The expected answer is the set of lines in the data below between the line holding "point(118, 59)" and the line holding "Target: military humvee", inclusive, written out exactly.

____ Available data

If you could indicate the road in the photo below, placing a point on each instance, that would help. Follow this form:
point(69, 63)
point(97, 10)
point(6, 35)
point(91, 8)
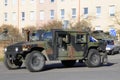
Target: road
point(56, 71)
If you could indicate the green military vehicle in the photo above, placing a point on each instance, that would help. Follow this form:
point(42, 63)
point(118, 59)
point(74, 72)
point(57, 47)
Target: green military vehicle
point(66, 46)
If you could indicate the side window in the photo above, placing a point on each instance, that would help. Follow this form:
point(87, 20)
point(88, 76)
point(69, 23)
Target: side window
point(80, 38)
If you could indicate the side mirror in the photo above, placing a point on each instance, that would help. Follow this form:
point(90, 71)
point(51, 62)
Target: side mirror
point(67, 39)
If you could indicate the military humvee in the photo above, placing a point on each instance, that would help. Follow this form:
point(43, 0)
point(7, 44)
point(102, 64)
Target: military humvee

________
____ Available data

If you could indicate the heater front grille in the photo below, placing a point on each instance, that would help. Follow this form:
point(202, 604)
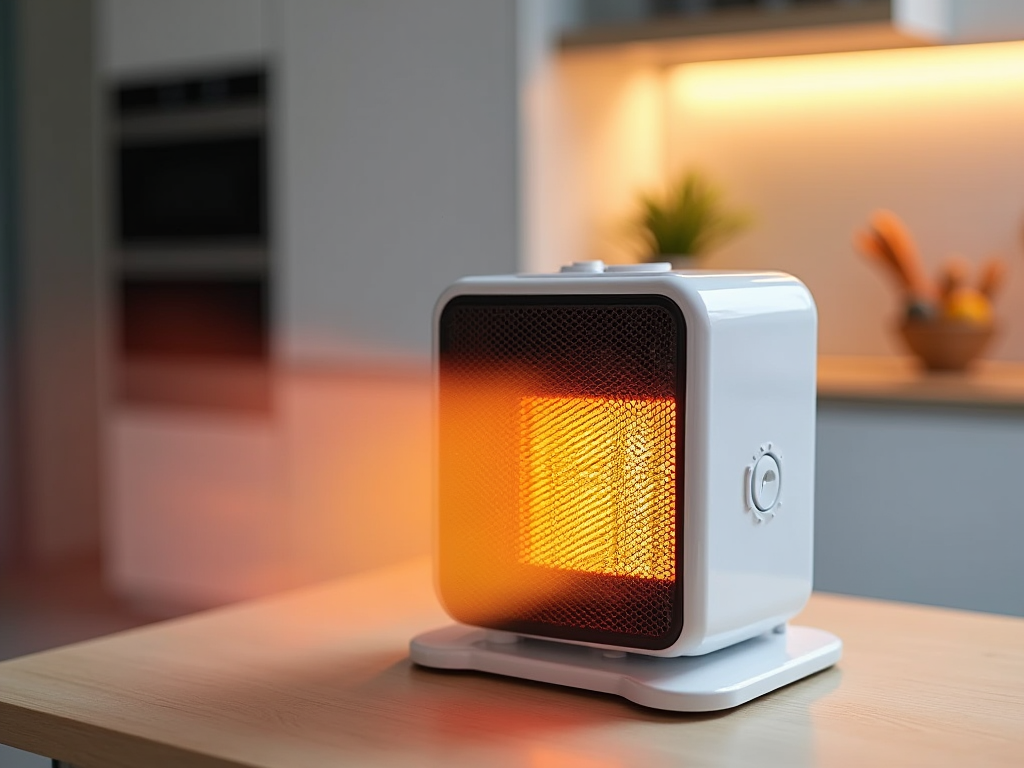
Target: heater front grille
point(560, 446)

________

- [Answer area]
point(118, 59)
point(74, 72)
point(57, 47)
Target: green military vehicle
point(66, 46)
If you could indicate the side window in the photo above, placing a point on each instance, that would help. Follow this form:
point(87, 20)
point(88, 76)
point(69, 23)
Target: side window
point(80, 38)
If you could indicate the side mirror in the photo above, placing a point on each instance, that would help. Follow this form:
point(90, 71)
point(51, 62)
Target: side mirror
point(67, 39)
If you could indicate the military humvee in the photo above, placing a point on each instance, that would help. Follow this form:
point(43, 0)
point(7, 44)
point(102, 64)
Target: military humvee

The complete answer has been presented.